[DATA EXTRACT]
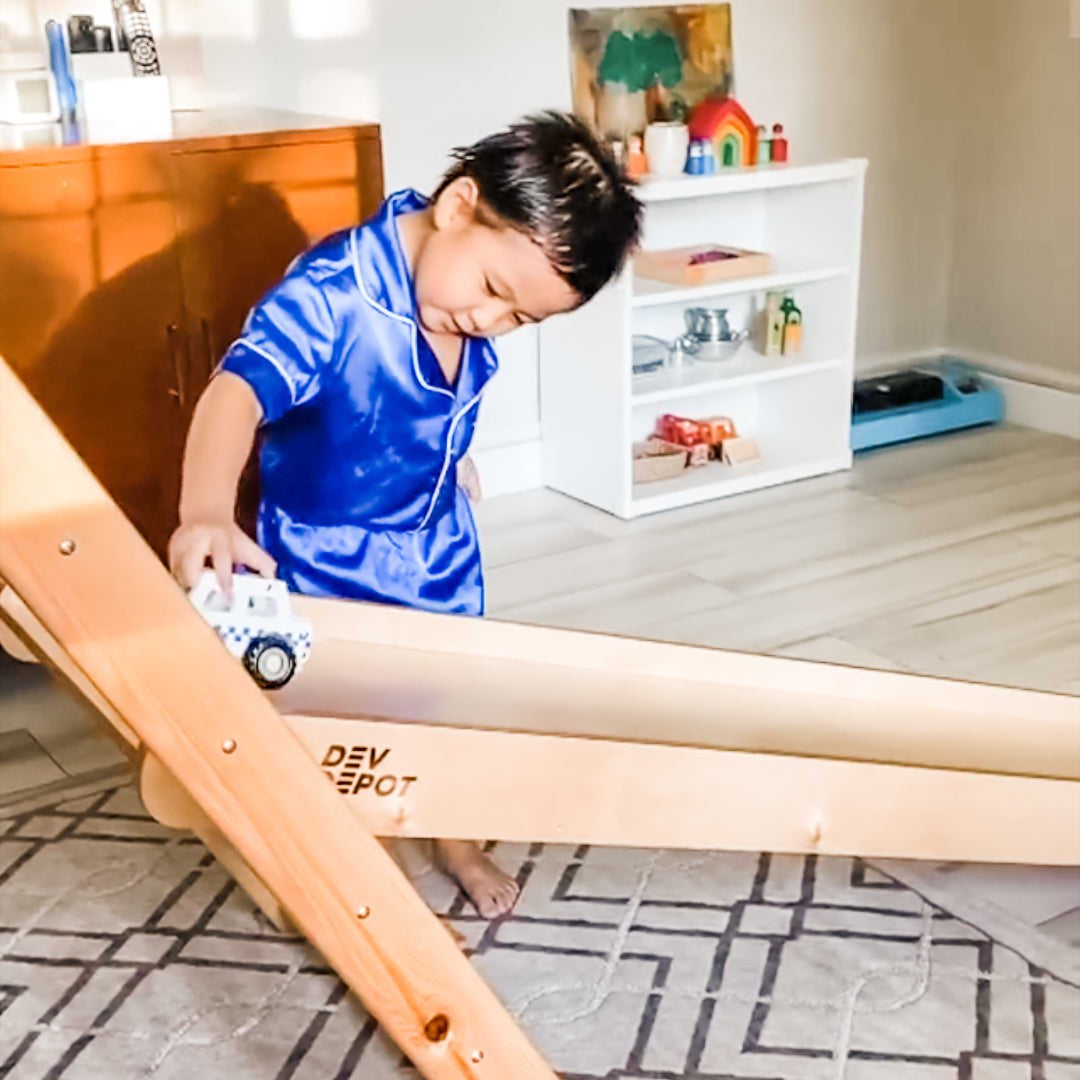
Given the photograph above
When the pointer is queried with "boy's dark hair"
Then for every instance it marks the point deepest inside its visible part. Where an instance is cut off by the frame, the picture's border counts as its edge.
(551, 177)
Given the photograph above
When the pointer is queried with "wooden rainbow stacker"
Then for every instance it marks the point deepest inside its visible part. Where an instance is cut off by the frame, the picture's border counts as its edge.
(406, 724)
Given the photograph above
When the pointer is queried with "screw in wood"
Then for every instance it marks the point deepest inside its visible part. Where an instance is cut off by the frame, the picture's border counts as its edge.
(436, 1028)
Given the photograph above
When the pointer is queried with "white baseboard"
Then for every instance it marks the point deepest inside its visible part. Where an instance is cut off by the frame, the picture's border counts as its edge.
(510, 461)
(1044, 408)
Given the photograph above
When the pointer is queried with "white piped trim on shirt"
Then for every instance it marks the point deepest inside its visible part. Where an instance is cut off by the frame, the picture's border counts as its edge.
(277, 363)
(416, 370)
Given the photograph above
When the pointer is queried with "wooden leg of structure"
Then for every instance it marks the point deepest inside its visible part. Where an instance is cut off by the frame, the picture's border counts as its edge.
(98, 591)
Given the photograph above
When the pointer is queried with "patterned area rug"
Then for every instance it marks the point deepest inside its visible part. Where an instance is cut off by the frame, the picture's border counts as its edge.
(126, 952)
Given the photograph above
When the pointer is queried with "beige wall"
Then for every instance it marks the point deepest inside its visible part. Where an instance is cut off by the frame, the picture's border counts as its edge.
(1014, 281)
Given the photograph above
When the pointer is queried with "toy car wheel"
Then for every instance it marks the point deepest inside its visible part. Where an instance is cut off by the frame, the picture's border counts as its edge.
(270, 661)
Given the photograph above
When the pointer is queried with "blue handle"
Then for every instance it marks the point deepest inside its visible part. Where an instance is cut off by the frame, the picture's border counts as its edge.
(66, 93)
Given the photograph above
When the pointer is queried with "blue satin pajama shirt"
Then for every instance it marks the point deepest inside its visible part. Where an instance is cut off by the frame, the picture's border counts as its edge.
(362, 433)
[/DATA EXTRACT]
▸ PROBLEM STATEMENT
Only the records, copied exactly and without pictures, should make up the answer.

▸ SOLUTION TO THIS PROBLEM
Given the photograph above
When the pointer is queried with "boy's dark hair"
Then for every instance it marks the point deepest inside its visible part. Where an instance is cut off by the frame, the picture's border counts as its edge.
(551, 177)
Given the photograph above
When the pointer is queried with "wooden rainbow stacker"
Then for every instance it marks the point deepest inside its visible part. Where an instance is cut off by the frame, the picture's border counts as its edge.
(406, 724)
Given the photograph above
When the pointer is queried with "screw in wood"
Then for every instance it marks the point deepest inside its visible part. Where an instance is cut off by the frame, the picture's border counts as its edge.
(436, 1028)
Given the photograph above
When the pointer is queried with "white baseboard"
Then for every instance it marks the point deepest inside its visible part. Where an instance is cut off by the frame, the picture's border counts as its edge.
(510, 461)
(1044, 408)
Given the photograph above
When the pointer is queried with "white piped trim on shirt"
Then for every instance it marks the point deepest inside its visible part. Where an instance is cut off by the frame, the picture's border counts as its edge.
(277, 363)
(416, 370)
Given the photograph above
When the pointer is queried with "wooden leg of structure"
Then for every instance it marks the point deepest inside its visible part. Where an instance is cut off by the frame, the picture's border counts as its edge.
(98, 591)
Given the photograph above
When the pointer is queried with "patterned area rug"
Then for every instance it marks the point deepest inside its visible part. Where an instance is cut off by the frame, the picture's border counts as its edge.
(126, 952)
Given the photograph above
When the pointer is queried with "beige wall"
Then for every instance it marks the point deepest inside its visible part. Where an instance is cut off by the frame, the picture's border counts as its edge.
(1014, 281)
Given the photograph above
When the pointer is queried with "toy car wheel"
Then for every instance it marks the point deepest inside its visible part. Where an instance is cut off by the frame, the picture's border counts as its edge.
(270, 661)
Given the photograph above
When the pointer is queried with "blue handle"
Then for every instance it marks the point deepest inside its visible part. Where an instance is cut off by the frame, the picture's border counts as its edge.
(66, 93)
Given the photograph above
When the pointer is queried with "blue satin pajama shirt"
Then for every instance it marks the point deepest inside its visible part. Where an instance is cut off by the frame, the picture's border counts as its edge.
(362, 433)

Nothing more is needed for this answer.